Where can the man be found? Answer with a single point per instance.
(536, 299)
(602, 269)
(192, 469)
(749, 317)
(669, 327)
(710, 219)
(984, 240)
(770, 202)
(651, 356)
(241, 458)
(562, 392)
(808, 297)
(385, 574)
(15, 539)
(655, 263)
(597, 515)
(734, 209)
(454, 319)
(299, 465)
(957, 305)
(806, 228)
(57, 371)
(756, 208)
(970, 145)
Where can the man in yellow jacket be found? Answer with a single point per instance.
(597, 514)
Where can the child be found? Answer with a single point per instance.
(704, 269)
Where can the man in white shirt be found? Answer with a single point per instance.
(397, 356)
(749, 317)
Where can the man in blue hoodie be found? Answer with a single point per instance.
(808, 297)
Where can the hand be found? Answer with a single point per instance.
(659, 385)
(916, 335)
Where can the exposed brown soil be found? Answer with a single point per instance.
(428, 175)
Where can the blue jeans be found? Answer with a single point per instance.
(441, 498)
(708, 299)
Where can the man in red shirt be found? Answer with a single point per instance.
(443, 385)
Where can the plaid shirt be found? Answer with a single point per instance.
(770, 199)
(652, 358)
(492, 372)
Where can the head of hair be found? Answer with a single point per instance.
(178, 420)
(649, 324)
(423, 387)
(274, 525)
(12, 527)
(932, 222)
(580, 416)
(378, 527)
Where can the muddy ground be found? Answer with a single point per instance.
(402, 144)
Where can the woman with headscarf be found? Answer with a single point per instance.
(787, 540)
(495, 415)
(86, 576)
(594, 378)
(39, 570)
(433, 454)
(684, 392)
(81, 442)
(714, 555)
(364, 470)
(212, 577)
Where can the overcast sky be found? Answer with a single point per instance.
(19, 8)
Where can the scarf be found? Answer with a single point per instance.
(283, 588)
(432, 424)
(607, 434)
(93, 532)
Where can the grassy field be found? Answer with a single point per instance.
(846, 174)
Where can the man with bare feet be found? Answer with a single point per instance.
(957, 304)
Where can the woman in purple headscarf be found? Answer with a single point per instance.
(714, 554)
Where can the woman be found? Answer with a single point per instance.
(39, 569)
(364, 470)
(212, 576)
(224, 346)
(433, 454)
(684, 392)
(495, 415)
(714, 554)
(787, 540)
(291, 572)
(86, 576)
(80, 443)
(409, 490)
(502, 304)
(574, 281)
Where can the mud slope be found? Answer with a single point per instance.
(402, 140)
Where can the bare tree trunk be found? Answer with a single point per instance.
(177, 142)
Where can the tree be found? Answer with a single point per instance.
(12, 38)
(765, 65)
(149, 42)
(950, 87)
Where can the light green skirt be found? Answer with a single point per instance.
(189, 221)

========================================================================

TO DO » Write out the entries in full, exactly as given.

WRITTEN SOLUTION »
Where can the man be found? Answer with a single point per instance.
(536, 299)
(602, 269)
(192, 469)
(749, 317)
(669, 327)
(710, 219)
(984, 240)
(770, 202)
(651, 356)
(241, 458)
(562, 392)
(808, 297)
(385, 574)
(15, 539)
(655, 263)
(597, 515)
(734, 209)
(454, 319)
(299, 465)
(957, 305)
(806, 228)
(57, 371)
(756, 208)
(970, 145)
Where can the man in yellow jacket be found? Answer with a single point per instance.
(597, 514)
Where can the child be found? Answer with a single point per instance.
(704, 269)
Where can the man in white shirt be found? Answer with a single point per instance.
(397, 356)
(749, 317)
Where can the man in blue hoodie be found? Answer with a single point per instance.
(808, 297)
Where can the hand be found? Answer with a single point per instance.
(659, 385)
(916, 335)
Where can the exposed brown soil be found? Answer with a single point per instance.
(428, 175)
Where can the blue jeans be found? Answer with a single point per instance.
(441, 498)
(708, 299)
Where can the man in red shirt be found? Answer with a single point per instance.
(443, 385)
Where can the plaid shirt be found? Answer with a single point per instance.
(770, 199)
(652, 358)
(492, 372)
Where can the head of hair be found? Answer with a single point per instance.
(178, 420)
(649, 324)
(423, 387)
(274, 525)
(12, 527)
(932, 222)
(580, 416)
(378, 527)
Where can the muddy ground be found? Answer with a single point per instance.
(402, 144)
Where can the woman with headscarf be found? Answer with a single point per instance.
(787, 540)
(495, 415)
(86, 576)
(594, 378)
(39, 570)
(433, 454)
(684, 392)
(81, 442)
(714, 555)
(364, 470)
(212, 577)
Where can the overcast sky be found? Answer with a single point per instance.
(19, 8)
Where can the scarf be found? Answer with a single point per instance.
(283, 588)
(432, 424)
(607, 434)
(93, 532)
Where can the grassy field be found? Answer with a single point per instance.
(846, 174)
Where can the man with bare feet be found? Answer with a single point per instance.
(957, 304)
Where can the woman in purple headscarf be found? Answer with a single point per instance.
(714, 554)
Where can the woman be found? Answer with a single point per instance.
(39, 569)
(364, 470)
(212, 576)
(224, 346)
(433, 454)
(684, 392)
(495, 415)
(714, 554)
(787, 540)
(291, 572)
(86, 576)
(80, 443)
(409, 490)
(502, 304)
(574, 281)
Where can the mud slope be found? Answer with a single point per instance.
(402, 140)
Where can the bare tree trunk be found? Answer with a single point per instance.
(177, 142)
Where can the tree be found? Answer with a single point per instance.
(12, 38)
(765, 65)
(149, 42)
(950, 87)
Where can the light green skirt be found? Answer with a single point per instance.
(189, 221)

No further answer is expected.